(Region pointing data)
▼

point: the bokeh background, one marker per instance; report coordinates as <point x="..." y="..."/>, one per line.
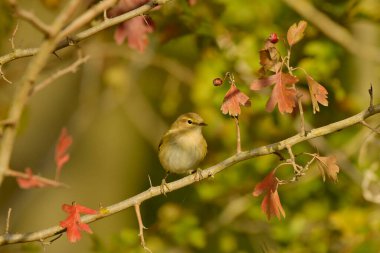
<point x="121" y="101"/>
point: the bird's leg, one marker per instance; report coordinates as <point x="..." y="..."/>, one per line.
<point x="164" y="185"/>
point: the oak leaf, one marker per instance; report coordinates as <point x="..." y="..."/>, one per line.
<point x="232" y="101"/>
<point x="282" y="94"/>
<point x="318" y="93"/>
<point x="61" y="149"/>
<point x="31" y="181"/>
<point x="271" y="204"/>
<point x="73" y="223"/>
<point x="328" y="167"/>
<point x="296" y="32"/>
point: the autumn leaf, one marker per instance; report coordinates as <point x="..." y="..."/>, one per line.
<point x="327" y="165"/>
<point x="73" y="223"/>
<point x="31" y="181"/>
<point x="318" y="93"/>
<point x="269" y="60"/>
<point x="61" y="155"/>
<point x="282" y="93"/>
<point x="232" y="101"/>
<point x="296" y="32"/>
<point x="271" y="204"/>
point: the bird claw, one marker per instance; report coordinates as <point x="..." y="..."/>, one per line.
<point x="163" y="186"/>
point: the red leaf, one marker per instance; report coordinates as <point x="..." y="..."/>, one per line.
<point x="271" y="204"/>
<point x="232" y="101"/>
<point x="31" y="181"/>
<point x="61" y="155"/>
<point x="282" y="95"/>
<point x="328" y="166"/>
<point x="318" y="93"/>
<point x="136" y="31"/>
<point x="73" y="222"/>
<point x="296" y="32"/>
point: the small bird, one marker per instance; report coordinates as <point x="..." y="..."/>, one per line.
<point x="183" y="147"/>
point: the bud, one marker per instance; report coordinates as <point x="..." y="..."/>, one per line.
<point x="217" y="81"/>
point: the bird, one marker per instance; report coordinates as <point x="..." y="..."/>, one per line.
<point x="183" y="146"/>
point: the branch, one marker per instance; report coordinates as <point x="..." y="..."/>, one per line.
<point x="188" y="180"/>
<point x="71" y="68"/>
<point x="334" y="31"/>
<point x="74" y="39"/>
<point x="30" y="17"/>
<point x="46" y="181"/>
<point x="27" y="81"/>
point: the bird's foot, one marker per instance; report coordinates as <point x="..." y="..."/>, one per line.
<point x="164" y="187"/>
<point x="198" y="175"/>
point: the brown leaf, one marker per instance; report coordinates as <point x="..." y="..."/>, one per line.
<point x="318" y="93"/>
<point x="232" y="101"/>
<point x="328" y="166"/>
<point x="296" y="32"/>
<point x="271" y="204"/>
<point x="31" y="181"/>
<point x="282" y="94"/>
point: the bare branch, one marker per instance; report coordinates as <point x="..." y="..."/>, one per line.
<point x="11" y="40"/>
<point x="188" y="180"/>
<point x="72" y="68"/>
<point x="333" y="30"/>
<point x="8" y="221"/>
<point x="21" y="53"/>
<point x="141" y="228"/>
<point x="26" y="85"/>
<point x="370" y="127"/>
<point x="3" y="75"/>
<point x="238" y="141"/>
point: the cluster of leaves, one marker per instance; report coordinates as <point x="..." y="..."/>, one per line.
<point x="271" y="204"/>
<point x="276" y="70"/>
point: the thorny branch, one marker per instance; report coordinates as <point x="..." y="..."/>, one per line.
<point x="188" y="180"/>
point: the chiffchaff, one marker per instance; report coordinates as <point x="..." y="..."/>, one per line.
<point x="183" y="147"/>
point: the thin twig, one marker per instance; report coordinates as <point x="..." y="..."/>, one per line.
<point x="370" y="127"/>
<point x="74" y="39"/>
<point x="46" y="181"/>
<point x="12" y="39"/>
<point x="188" y="180"/>
<point x="334" y="31"/>
<point x="72" y="68"/>
<point x="370" y="91"/>
<point x="3" y="75"/>
<point x="8" y="221"/>
<point x="238" y="141"/>
<point x="292" y="159"/>
<point x="141" y="228"/>
<point x="302" y="117"/>
<point x="31" y="18"/>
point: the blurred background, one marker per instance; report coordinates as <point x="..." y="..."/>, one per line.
<point x="121" y="101"/>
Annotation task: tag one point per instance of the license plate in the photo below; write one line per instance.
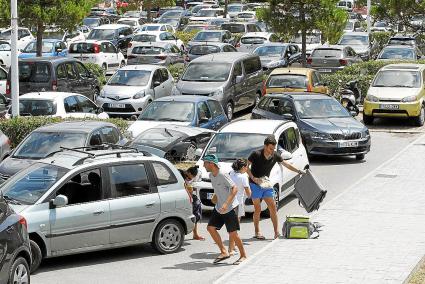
(117, 105)
(348, 144)
(388, 106)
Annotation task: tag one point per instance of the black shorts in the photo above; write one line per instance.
(229, 219)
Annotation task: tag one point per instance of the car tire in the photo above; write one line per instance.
(36, 256)
(368, 120)
(168, 236)
(19, 272)
(229, 110)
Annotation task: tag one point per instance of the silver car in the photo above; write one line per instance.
(78, 201)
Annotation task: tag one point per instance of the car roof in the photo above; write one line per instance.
(257, 126)
(223, 57)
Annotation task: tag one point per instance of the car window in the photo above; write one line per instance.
(84, 187)
(163, 174)
(71, 104)
(128, 180)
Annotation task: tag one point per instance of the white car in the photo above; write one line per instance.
(58, 104)
(5, 51)
(24, 37)
(132, 88)
(102, 53)
(144, 37)
(239, 139)
(250, 41)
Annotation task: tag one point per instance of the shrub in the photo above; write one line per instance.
(19, 127)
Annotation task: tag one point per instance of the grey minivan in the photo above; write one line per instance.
(233, 78)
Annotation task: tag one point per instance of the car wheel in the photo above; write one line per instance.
(229, 110)
(168, 236)
(368, 120)
(36, 255)
(19, 272)
(419, 120)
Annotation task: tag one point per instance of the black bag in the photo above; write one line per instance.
(309, 192)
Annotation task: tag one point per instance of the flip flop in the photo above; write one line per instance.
(220, 259)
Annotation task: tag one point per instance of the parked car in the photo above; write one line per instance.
(5, 56)
(273, 55)
(58, 104)
(400, 52)
(208, 48)
(97, 200)
(45, 140)
(50, 48)
(160, 53)
(251, 41)
(233, 78)
(174, 142)
(132, 88)
(55, 74)
(102, 53)
(326, 127)
(198, 111)
(362, 44)
(332, 58)
(14, 243)
(397, 91)
(239, 139)
(119, 35)
(284, 80)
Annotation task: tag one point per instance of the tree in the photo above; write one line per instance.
(63, 14)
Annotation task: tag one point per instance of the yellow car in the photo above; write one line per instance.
(396, 91)
(294, 80)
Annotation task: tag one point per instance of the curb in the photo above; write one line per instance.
(232, 271)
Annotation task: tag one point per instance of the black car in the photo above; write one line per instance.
(15, 255)
(47, 139)
(55, 74)
(327, 128)
(173, 142)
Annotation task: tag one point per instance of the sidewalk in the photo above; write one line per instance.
(373, 233)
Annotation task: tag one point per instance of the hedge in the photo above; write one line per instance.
(19, 127)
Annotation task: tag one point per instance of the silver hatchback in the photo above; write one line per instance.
(79, 201)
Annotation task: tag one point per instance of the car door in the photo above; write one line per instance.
(136, 205)
(84, 222)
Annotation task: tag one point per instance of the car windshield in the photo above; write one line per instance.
(231, 146)
(208, 36)
(46, 47)
(169, 111)
(354, 40)
(397, 78)
(397, 53)
(287, 81)
(211, 72)
(130, 78)
(40, 144)
(320, 108)
(270, 50)
(157, 137)
(102, 34)
(327, 53)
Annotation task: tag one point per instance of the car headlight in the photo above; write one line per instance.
(409, 99)
(372, 98)
(139, 95)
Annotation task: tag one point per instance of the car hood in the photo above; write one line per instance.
(121, 92)
(11, 166)
(333, 125)
(393, 93)
(139, 126)
(198, 88)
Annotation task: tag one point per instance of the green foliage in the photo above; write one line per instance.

▲

## Directions for this task
The records above are to be copied exactly, with no pictures carried over.

## Your solution
point: the bokeh background, one marker per instance; report coordinates as <point x="..." y="..."/>, one per line.
<point x="121" y="101"/>
point: the bird's leg, one marker per instance; report coordinates as <point x="..." y="..."/>, one per line.
<point x="164" y="185"/>
point: the oak leaf, one marker per instance; report coordinates as <point x="..." y="..."/>, one per line.
<point x="232" y="101"/>
<point x="282" y="94"/>
<point x="318" y="93"/>
<point x="61" y="149"/>
<point x="31" y="181"/>
<point x="271" y="204"/>
<point x="73" y="223"/>
<point x="328" y="167"/>
<point x="296" y="32"/>
point: the autumn leaf, one marker per instance; report coordinates as <point x="..." y="..."/>, one per line.
<point x="327" y="165"/>
<point x="73" y="223"/>
<point x="31" y="181"/>
<point x="318" y="93"/>
<point x="269" y="60"/>
<point x="61" y="155"/>
<point x="282" y="93"/>
<point x="232" y="101"/>
<point x="296" y="32"/>
<point x="271" y="204"/>
point: the bird claw, one marker per instance; report coordinates as <point x="..." y="..."/>, one per line.
<point x="163" y="186"/>
point: the red leaf, one marker per instance; report coordinates as <point x="..." y="..."/>, one per line.
<point x="271" y="204"/>
<point x="232" y="101"/>
<point x="31" y="181"/>
<point x="61" y="155"/>
<point x="282" y="95"/>
<point x="328" y="166"/>
<point x="318" y="93"/>
<point x="136" y="31"/>
<point x="73" y="222"/>
<point x="296" y="32"/>
point: the small bird, one marker per instance; report coordinates as <point x="..." y="..."/>, one per line.
<point x="183" y="147"/>
point: the bud, one marker per instance; report coordinates as <point x="..." y="..."/>, one per line.
<point x="217" y="81"/>
point: the bird, one marker per instance; report coordinates as <point x="..." y="..."/>, one per line.
<point x="183" y="146"/>
point: the branch, one marker per instance; report coordinates as <point x="..." y="..."/>, one per line.
<point x="188" y="180"/>
<point x="71" y="68"/>
<point x="334" y="31"/>
<point x="74" y="39"/>
<point x="30" y="17"/>
<point x="46" y="181"/>
<point x="27" y="81"/>
point: the bird's foot, one marker per instance; report coordinates as <point x="..." y="..."/>, one per line.
<point x="164" y="187"/>
<point x="198" y="175"/>
point: the brown leaf, one marker per instance; report coordinates as <point x="..." y="..."/>, one per line.
<point x="318" y="93"/>
<point x="232" y="101"/>
<point x="328" y="166"/>
<point x="296" y="32"/>
<point x="271" y="204"/>
<point x="31" y="181"/>
<point x="282" y="94"/>
point: the bare branch, one marker per instance; report coordinates as <point x="..." y="..."/>, one per line.
<point x="11" y="40"/>
<point x="188" y="180"/>
<point x="72" y="68"/>
<point x="333" y="30"/>
<point x="8" y="221"/>
<point x="21" y="53"/>
<point x="141" y="228"/>
<point x="26" y="85"/>
<point x="370" y="127"/>
<point x="3" y="75"/>
<point x="238" y="141"/>
point: the cluster of leaves, one marker per instance; report coordinates as <point x="..." y="..."/>, one per line.
<point x="271" y="204"/>
<point x="276" y="70"/>
point: the thorny branch, one marker per instance; report coordinates as <point x="..." y="..."/>, one per line.
<point x="188" y="180"/>
point: the chiffchaff, one marker per instance; report coordinates as <point x="..." y="..."/>, one per line.
<point x="183" y="147"/>
point: the thin twig, one marker per instance; report coordinates as <point x="..." y="..."/>, one per line.
<point x="370" y="127"/>
<point x="74" y="39"/>
<point x="46" y="181"/>
<point x="12" y="39"/>
<point x="188" y="180"/>
<point x="334" y="31"/>
<point x="72" y="68"/>
<point x="370" y="91"/>
<point x="3" y="75"/>
<point x="8" y="221"/>
<point x="238" y="141"/>
<point x="292" y="159"/>
<point x="141" y="228"/>
<point x="302" y="117"/>
<point x="31" y="18"/>
point: the blurred background, one marker per instance; report coordinates as <point x="..." y="..."/>, one per line.
<point x="121" y="101"/>
Annotation task: tag one point per instance of the license plate in the photo below; write one line per instance.
(117, 105)
(348, 144)
(388, 106)
Annotation task: tag one point per instance of the black shorts in the photo above; write one line per instance.
(229, 219)
Annotation task: tag one point per instance of the car tire in the photo above; write one line per instance.
(36, 256)
(368, 120)
(168, 236)
(19, 272)
(229, 110)
Annotation task: tag one point per instance of the silver car in the photo above; write one line per instance.
(78, 201)
Annotation task: tag one point per instance of the car roof in the photo above; write one line per instance.
(257, 126)
(223, 57)
Annotation task: tag one point per instance of the car window in the photo above; write one line per instance.
(84, 187)
(163, 174)
(71, 104)
(128, 180)
Annotation task: tag one point per instance of the white car in the photo above; write one line per instance.
(58, 104)
(5, 51)
(24, 37)
(132, 88)
(102, 53)
(144, 37)
(239, 139)
(250, 41)
Annotation task: tag one point per instance of the shrub in the photo above; write one line per instance.
(19, 127)
Annotation task: tag one point per instance of the grey minivan in the photo above; write one line per instance.
(233, 78)
Annotation task: tag one point per instance of the car wheel in the photo above; write one line per instance.
(229, 110)
(168, 236)
(368, 120)
(36, 255)
(19, 272)
(419, 120)
Annotation task: tag one point per instance of the black bag in the photo above; write one line per instance.
(309, 192)
Annotation task: tag one point per instance of the flip flop in the photo above; write one line per instance.
(220, 259)
Annotation task: tag one point per instance of the parked car in the photo above; write one line per instance.
(5, 56)
(273, 55)
(58, 104)
(400, 52)
(208, 48)
(97, 200)
(45, 140)
(50, 48)
(160, 53)
(251, 41)
(233, 78)
(174, 142)
(132, 88)
(55, 74)
(102, 53)
(326, 127)
(198, 111)
(362, 44)
(332, 58)
(14, 243)
(397, 91)
(239, 139)
(119, 35)
(284, 80)
Annotation task: tag one point per instance of the tree in the photo above; write one line per instance.
(63, 14)
Annotation task: tag one point per instance of the yellow car in the photo above; write one line per instance.
(396, 91)
(294, 80)
Annotation task: tag one point per instance of the curb in the photo above; write one line per instance.
(232, 271)
Annotation task: tag one point per instance of the black car in the photo above; write one line per instance.
(15, 255)
(47, 139)
(55, 74)
(327, 128)
(173, 142)
Annotation task: tag one point per instance of the sidewalk in the photo above; write one line per instance.
(373, 233)
Annotation task: tag one point per instance of the hedge in the photo above; write one line per instance.
(19, 127)
Annotation task: tag one point per instance of the silver hatchback in the photo above; write one line per instance.
(79, 201)
Annotation task: tag one point per instance of the car door in the photo above; write one line per instance.
(136, 205)
(84, 222)
Annotation task: tag one point per instance of the car windshield in the photo above; write one line per instance.
(231, 146)
(208, 36)
(46, 47)
(169, 111)
(354, 40)
(397, 78)
(397, 53)
(287, 81)
(211, 72)
(130, 78)
(40, 144)
(320, 108)
(270, 50)
(157, 137)
(102, 34)
(327, 53)
Annotation task: tag one point per instance of the car headlight in the photo above; write one line per instance.
(409, 99)
(372, 98)
(139, 95)
Annotation task: tag one point per instance of the car hood in the photo above; write one line per instance.
(121, 92)
(11, 166)
(333, 125)
(393, 93)
(139, 126)
(198, 88)
Annotation task: tag one point per instance of the green foliage in the photo above; write one line per instance.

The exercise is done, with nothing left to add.